-- START OF Document extract --
The real surprise about the company’s rapid growth is that it happened in spite of the uncertain economic times that occurred in the aftermath of 9/11.
“The strategy to diversify Aviall’s business had been set out before 9/11,” Fulchino explained. “We determined that we needed to try and get away from dependency on only two sectors of the business–general aviation and airlines. Each had been about half of our sales, so we made a conscientious effort to pursue military contracts, and they were just going into place when the attacks happened.”
While GA and airlines were subsequently restricted, military demand heightened, and Aviall’s share made a swing in short order to become about half military, with the remainder split 30/20 between private and commercial customers, a ratio that remains today.
No small contribution to the strengthening of Aviall’s capability was the successful consummation of contracts with nine major OEMs to act as their parts supplier and distributor.
“One of the ways you expand through a downturn is to add new products,” Fulchino said, “and we were able to get big contracts from big suppliers that were looking at Aviall as a possible strategic partner.”
-- END OF Document extract --
-- START OF Dataset entries --
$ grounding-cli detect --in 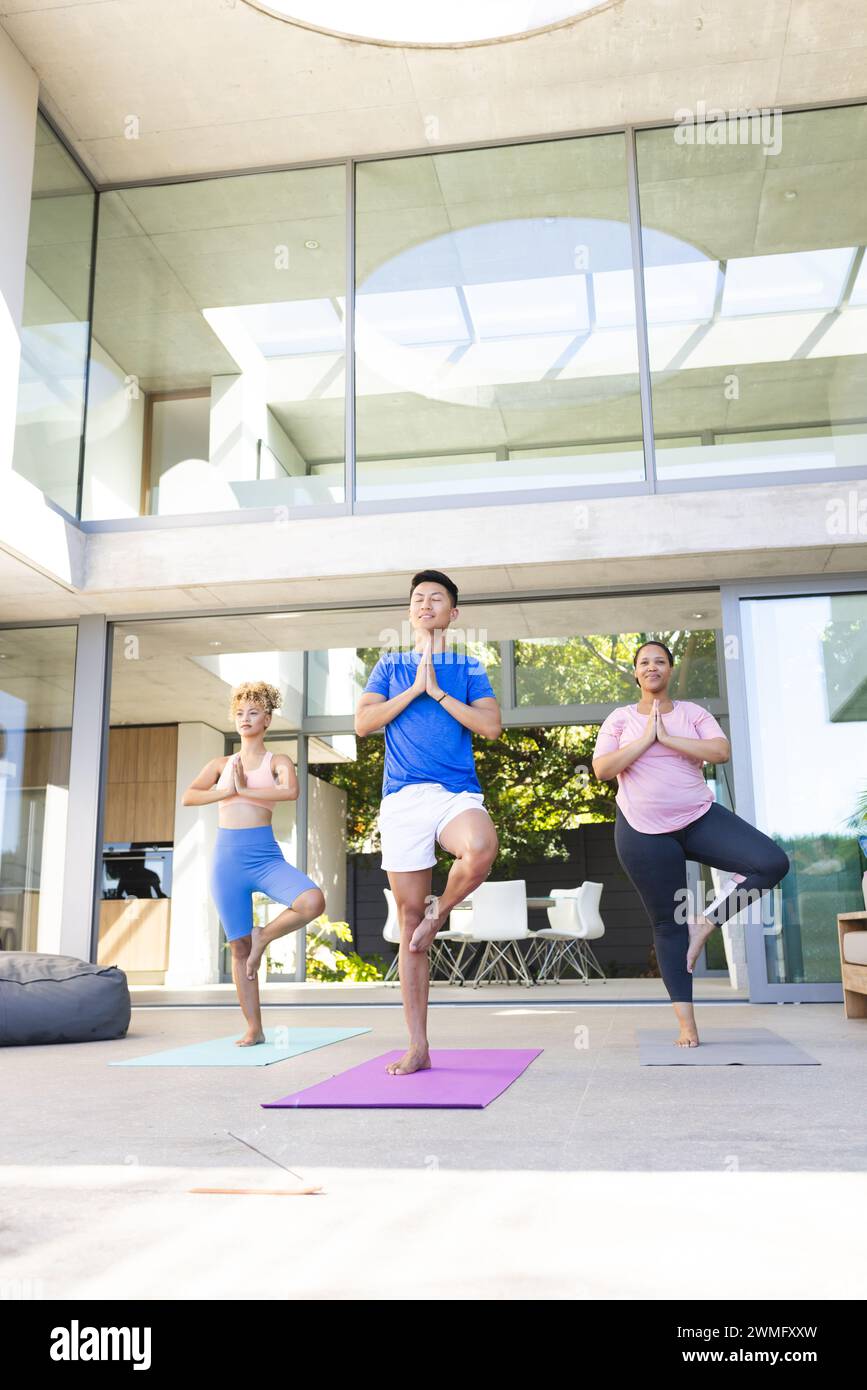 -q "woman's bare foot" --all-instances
[686,917,717,974]
[410,898,439,956]
[385,1043,431,1076]
[247,927,268,980]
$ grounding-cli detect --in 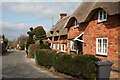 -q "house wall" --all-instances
[67,13,120,69]
[67,23,88,54]
[49,35,67,52]
[80,14,120,68]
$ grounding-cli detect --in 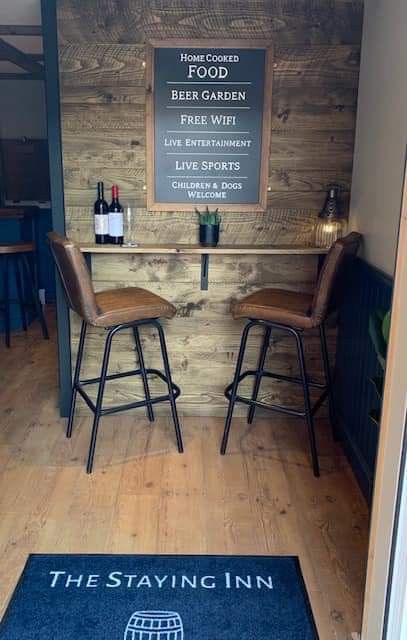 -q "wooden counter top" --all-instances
[79,242,328,290]
[80,242,328,255]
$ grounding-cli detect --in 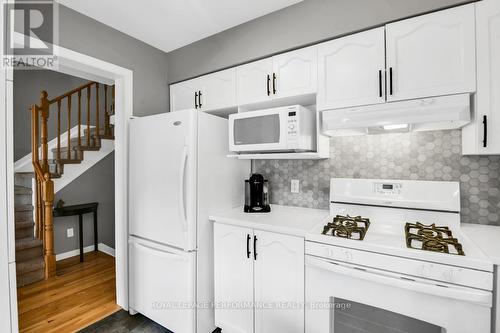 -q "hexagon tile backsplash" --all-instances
[253,130,500,225]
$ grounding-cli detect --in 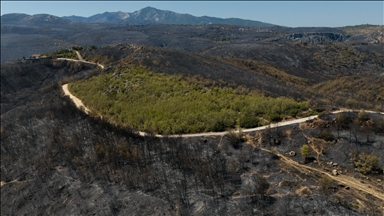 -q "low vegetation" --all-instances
[44,49,78,59]
[351,151,379,175]
[69,67,307,134]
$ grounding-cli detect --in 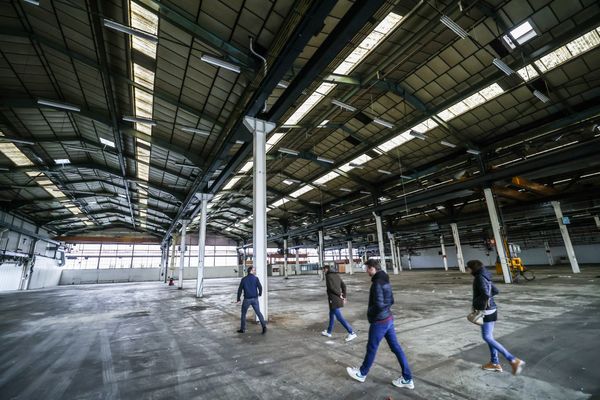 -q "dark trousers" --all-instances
[360,319,412,380]
[242,297,265,331]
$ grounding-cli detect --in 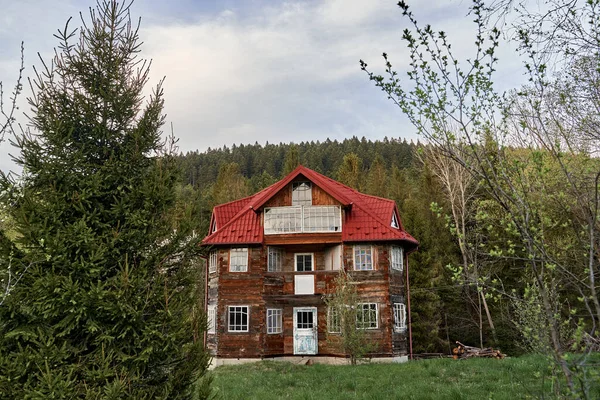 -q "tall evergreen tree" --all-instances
[212,163,250,205]
[337,153,362,190]
[366,154,389,197]
[0,0,208,399]
[282,143,300,176]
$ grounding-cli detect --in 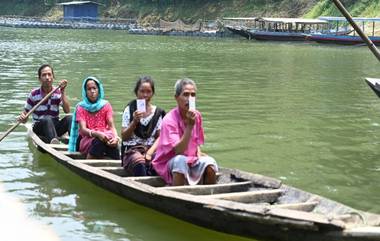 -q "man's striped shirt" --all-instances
[25,88,62,122]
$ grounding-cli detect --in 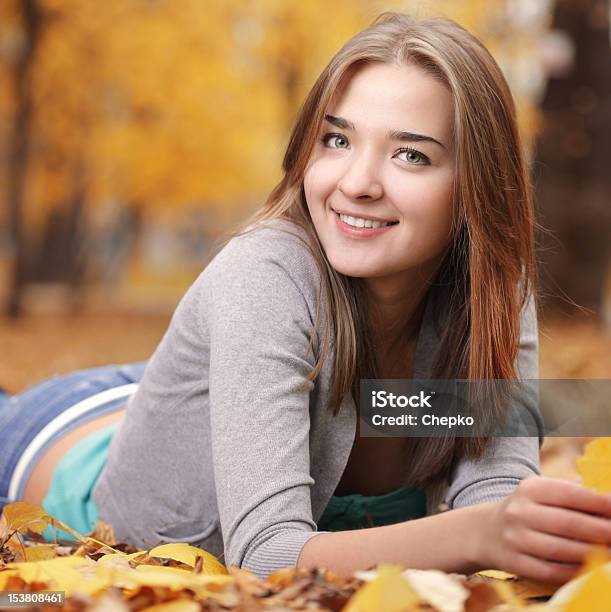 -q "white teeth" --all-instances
[339,213,390,227]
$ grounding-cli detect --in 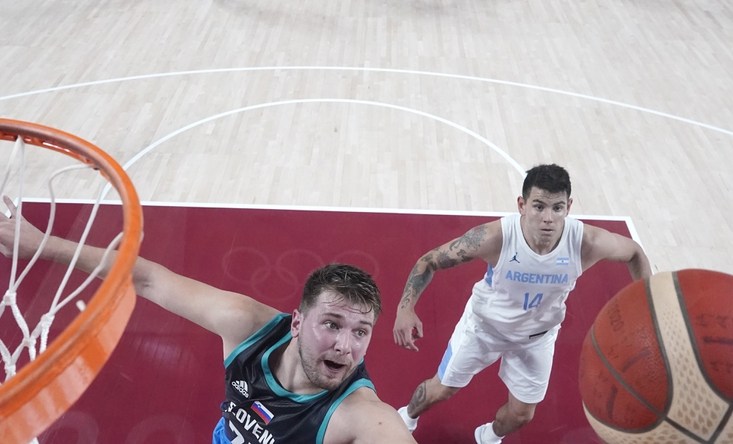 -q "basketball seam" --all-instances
[589,320,665,433]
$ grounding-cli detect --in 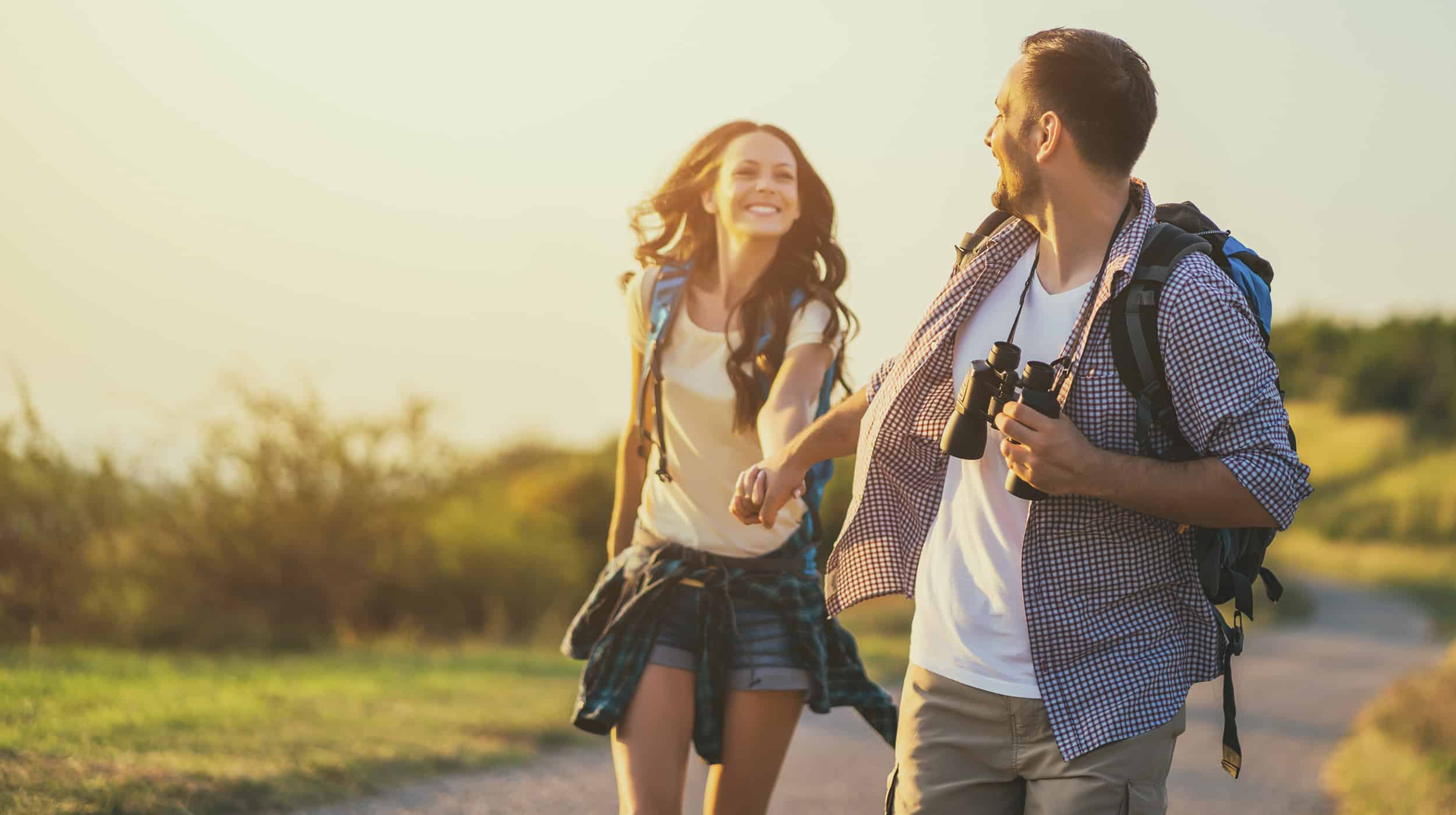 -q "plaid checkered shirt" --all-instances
[561,527,897,764]
[824,179,1310,761]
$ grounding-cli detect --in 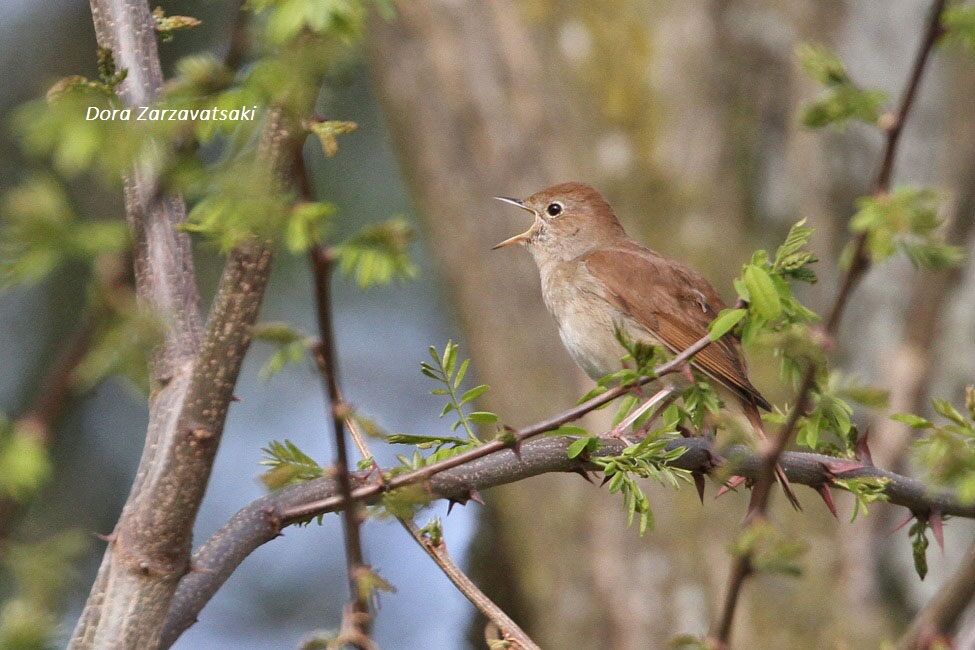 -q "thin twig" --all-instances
[712,0,945,647]
[312,244,371,638]
[281,326,712,520]
[348,410,539,650]
[898,544,975,650]
[296,137,539,650]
-- END OF Dataset entries --
● What you are asked to do: Copy the passage on Aviall's growth after 9/11 word for word, from "While GA and" up to and including "that remains today.".

● Finished answer:
While GA and airlines were subsequently restricted, military demand heightened, and Aviall’s share made a swing in short order to become about half military, with the remainder split 30/20 between private and commercial customers, a ratio that remains today.